TASK PROMPT: Retype each entry below exactly as it stands.

LISTED ENTRIES:
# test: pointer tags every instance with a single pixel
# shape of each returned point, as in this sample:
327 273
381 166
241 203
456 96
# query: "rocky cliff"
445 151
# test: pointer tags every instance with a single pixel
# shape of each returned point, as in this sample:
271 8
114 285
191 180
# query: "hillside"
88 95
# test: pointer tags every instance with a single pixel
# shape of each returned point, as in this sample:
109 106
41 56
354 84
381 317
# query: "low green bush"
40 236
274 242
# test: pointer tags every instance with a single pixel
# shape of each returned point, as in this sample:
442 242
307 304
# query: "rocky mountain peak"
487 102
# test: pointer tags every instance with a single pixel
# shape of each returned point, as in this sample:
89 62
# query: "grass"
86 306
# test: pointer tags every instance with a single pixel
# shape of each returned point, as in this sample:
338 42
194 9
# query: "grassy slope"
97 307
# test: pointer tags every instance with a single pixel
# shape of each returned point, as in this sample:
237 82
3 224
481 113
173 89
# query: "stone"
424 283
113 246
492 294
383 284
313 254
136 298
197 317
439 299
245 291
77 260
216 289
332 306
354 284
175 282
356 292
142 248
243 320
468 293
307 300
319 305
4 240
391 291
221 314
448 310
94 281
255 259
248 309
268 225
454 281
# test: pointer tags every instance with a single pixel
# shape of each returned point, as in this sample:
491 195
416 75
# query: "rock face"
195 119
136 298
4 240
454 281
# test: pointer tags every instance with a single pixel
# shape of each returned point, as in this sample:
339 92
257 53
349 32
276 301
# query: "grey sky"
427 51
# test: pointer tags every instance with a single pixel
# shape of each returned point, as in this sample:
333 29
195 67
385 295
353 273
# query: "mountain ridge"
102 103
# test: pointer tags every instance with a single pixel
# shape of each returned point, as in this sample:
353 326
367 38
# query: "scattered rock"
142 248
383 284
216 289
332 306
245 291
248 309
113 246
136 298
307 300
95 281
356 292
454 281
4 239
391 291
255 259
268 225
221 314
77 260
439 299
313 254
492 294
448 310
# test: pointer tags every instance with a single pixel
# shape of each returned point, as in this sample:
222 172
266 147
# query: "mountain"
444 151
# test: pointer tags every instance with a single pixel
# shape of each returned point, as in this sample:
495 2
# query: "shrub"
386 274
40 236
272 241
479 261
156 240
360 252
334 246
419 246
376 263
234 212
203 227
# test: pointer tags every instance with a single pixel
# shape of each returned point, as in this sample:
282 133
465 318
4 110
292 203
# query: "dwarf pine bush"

ANSWER IN FULL:
# test: pointer tags every instance with a single pixel
# shape of each returned point, as in this sample:
327 273
381 166
241 203
456 96
# query: "rocky cliff"
445 151
# test: pointer tags every instance with a single pixel
# shape of each returned point, as in this sample:
271 8
114 285
191 180
# query: "hillside"
88 95
# test: pointer tags every instance with a single pixel
# shape of each returned point, as in this sample:
109 106
41 56
354 84
381 317
# query: "low green bush"
40 236
274 242
# test: pointer tags every instance with a single pixel
# shape of each returned point, as in this sample:
442 242
307 304
# query: "rocky mountain peak"
487 102
# test: pointer tags every instance with a single pixel
# shape of each returned point, as in this sample:
89 62
# query: "grass"
86 306
# test: pointer tags every instance with a single pixel
# shape of each returned point, as in this sample:
338 42
194 9
# query: "grassy slope"
97 307
# test: pointer tags every instance with a single pixel
# shape of each returned point, as in this sample:
237 82
3 224
481 113
173 89
# query: "stone"
424 283
113 246
492 294
383 284
313 254
136 298
197 317
439 299
245 291
77 260
216 289
332 306
354 284
175 282
356 292
142 248
243 320
468 293
307 300
319 305
4 240
391 291
221 314
448 310
94 281
255 259
248 309
268 225
454 281
# test: pointer tags every instance with a single pixel
# shape of each returned point, as in this sample:
491 195
416 75
# query: "rock face"
195 119
136 298
4 240
454 281
# test: pointer tags every instance with a single pixel
# shape of each returned point, as in this sample:
339 92
257 53
349 32
276 301
# query: "grey sky"
427 51
# test: pointer tags every instance with a single pixel
# shape of each returned point, as in this sample:
333 29
195 67
385 295
353 273
# query: "mountain ridge"
102 103
# test: pointer tags every instance with a single pixel
# shape of each returned point, as in this sample:
353 326
367 38
# query: "scattered rock"
142 248
383 284
216 289
332 306
245 291
248 309
113 246
136 298
307 300
95 281
356 292
454 281
4 239
391 291
255 259
268 225
221 314
77 260
439 299
313 254
492 294
448 310
# test: pointer tags every instance with a single pixel
# shape of each returned point, as in this sample:
222 172
266 147
# query: "mountain"
444 151
# test: pointer tags every instance with a single pixel
# shape of each returned point, as in this sample:
495 2
# query: "shrub"
386 274
40 236
272 241
479 261
156 240
360 252
334 246
419 246
376 263
234 212
203 227
# test: pointer tags every instance with a single pixel
# shape of each returned point, as in this sample:
282 133
465 318
4 110
292 203
# query: "dwarf pine bush"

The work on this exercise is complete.